INSTRUCTIONS TO FOLLOW:
Turn the stretch of items below, from the line containing "Please identify the sneaker" through the final line of the items, into a JSON list of strings with one string per line. Leave out any blank lines.

RECORDS:
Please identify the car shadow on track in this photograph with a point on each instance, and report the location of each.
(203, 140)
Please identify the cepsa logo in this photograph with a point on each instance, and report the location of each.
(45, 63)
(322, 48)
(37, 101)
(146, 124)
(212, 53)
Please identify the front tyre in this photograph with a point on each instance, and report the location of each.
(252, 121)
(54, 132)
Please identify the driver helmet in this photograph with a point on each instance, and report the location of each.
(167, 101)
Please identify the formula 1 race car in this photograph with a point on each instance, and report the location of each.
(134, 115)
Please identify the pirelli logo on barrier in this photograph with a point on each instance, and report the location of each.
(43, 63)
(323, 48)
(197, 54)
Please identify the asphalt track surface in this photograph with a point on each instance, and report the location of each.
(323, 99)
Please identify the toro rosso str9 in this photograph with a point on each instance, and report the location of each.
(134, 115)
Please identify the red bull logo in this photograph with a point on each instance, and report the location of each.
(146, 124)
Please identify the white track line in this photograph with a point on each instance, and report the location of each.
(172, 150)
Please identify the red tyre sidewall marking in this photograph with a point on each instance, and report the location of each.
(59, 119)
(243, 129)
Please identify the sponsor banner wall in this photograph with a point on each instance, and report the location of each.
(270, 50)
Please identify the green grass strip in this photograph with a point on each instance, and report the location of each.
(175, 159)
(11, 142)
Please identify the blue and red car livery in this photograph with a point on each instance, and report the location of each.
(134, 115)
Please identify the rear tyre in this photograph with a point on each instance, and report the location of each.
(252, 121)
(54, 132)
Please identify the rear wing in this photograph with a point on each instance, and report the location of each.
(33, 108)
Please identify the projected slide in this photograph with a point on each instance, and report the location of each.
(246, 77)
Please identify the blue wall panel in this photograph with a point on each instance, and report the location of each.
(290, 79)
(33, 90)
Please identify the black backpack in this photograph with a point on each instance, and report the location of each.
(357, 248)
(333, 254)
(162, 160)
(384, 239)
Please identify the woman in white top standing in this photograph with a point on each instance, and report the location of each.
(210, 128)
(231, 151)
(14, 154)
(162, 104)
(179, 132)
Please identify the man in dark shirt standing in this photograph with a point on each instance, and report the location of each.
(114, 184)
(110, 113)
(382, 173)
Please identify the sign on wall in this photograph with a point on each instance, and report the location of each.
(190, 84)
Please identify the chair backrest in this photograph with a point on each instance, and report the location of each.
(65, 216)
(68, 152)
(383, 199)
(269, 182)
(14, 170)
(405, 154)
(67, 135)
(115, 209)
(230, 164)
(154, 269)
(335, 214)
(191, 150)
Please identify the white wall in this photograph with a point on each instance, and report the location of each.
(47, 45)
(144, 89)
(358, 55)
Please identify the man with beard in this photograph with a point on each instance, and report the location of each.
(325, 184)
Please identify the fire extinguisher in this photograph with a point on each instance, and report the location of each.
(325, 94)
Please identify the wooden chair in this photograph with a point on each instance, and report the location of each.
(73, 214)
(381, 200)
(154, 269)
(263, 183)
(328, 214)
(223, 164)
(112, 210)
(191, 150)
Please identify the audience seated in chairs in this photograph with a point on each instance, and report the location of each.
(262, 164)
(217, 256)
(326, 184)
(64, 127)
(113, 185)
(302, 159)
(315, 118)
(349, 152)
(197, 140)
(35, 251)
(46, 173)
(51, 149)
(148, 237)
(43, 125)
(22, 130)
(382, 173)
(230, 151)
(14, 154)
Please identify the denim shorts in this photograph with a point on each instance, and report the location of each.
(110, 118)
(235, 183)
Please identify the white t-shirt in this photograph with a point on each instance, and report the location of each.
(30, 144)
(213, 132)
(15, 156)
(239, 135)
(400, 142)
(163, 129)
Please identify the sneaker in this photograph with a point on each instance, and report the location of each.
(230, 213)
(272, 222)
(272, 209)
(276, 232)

SOLUTION FOR THIS TASK:
[
  "Please identify the sneaker in this photograph with a point on each instance, and report the location of each.",
  "(230, 213)",
  "(272, 222)",
  "(272, 209)",
  "(276, 232)"
]